### MATERIAL PROVIDED

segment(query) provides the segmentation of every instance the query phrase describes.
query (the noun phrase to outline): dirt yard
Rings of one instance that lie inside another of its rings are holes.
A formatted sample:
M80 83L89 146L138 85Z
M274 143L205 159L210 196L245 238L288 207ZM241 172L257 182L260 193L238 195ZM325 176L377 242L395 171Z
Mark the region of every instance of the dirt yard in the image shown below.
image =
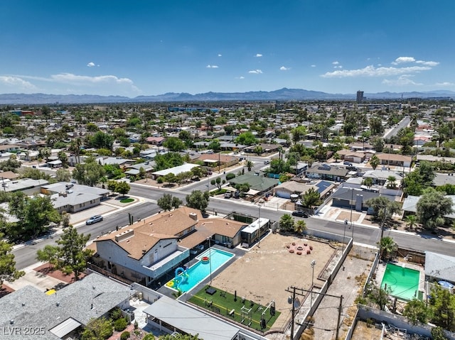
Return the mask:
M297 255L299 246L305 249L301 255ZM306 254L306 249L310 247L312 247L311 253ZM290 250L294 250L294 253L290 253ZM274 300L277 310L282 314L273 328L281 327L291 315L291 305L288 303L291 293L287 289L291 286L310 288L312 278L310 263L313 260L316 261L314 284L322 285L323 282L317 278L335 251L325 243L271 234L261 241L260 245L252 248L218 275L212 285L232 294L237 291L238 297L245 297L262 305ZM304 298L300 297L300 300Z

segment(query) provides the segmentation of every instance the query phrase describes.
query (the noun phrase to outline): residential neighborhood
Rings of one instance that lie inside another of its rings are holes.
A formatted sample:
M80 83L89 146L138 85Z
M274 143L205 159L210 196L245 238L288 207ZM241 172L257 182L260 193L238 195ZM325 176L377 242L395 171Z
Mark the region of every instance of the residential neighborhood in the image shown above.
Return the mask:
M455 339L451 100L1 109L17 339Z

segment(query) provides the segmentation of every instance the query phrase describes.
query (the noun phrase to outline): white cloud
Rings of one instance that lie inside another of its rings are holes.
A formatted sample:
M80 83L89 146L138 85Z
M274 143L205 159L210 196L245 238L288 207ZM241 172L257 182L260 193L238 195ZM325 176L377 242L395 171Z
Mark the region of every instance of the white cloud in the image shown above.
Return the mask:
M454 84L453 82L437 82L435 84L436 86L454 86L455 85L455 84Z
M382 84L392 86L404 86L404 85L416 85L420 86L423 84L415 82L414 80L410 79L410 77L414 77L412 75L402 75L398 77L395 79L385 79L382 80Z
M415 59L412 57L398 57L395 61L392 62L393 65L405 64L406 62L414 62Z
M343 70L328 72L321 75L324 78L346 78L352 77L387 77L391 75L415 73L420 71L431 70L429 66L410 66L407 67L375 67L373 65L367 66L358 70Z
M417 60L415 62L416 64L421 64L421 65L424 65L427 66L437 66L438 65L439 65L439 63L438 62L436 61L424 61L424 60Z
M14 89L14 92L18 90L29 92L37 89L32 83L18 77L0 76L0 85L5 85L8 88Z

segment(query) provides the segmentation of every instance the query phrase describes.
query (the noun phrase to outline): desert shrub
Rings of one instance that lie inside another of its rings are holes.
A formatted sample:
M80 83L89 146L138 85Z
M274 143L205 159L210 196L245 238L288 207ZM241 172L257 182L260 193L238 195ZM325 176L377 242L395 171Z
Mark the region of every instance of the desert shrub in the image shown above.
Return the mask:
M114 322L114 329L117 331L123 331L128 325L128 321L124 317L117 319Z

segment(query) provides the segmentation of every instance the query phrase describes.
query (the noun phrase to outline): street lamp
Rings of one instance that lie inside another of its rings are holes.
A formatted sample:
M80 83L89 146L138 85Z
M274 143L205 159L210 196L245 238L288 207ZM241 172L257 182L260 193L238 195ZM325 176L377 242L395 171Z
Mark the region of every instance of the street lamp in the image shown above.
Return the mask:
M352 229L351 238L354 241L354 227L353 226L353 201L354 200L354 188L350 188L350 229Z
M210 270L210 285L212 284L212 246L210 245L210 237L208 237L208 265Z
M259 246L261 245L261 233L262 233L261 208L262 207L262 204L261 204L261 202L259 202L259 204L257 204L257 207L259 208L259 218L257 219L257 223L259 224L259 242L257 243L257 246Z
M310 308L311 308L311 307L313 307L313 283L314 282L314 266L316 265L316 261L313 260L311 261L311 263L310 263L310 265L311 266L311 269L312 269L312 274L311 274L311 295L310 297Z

### WHAT THE TASK REQUIRES
Return every line of the records that contains the word "neighborhood".

### WRITTEN RESPONSE
query (the noun phrase to outline): residential neighborhood
Mark the region of every instance of the residential neighborhood in the image shown above.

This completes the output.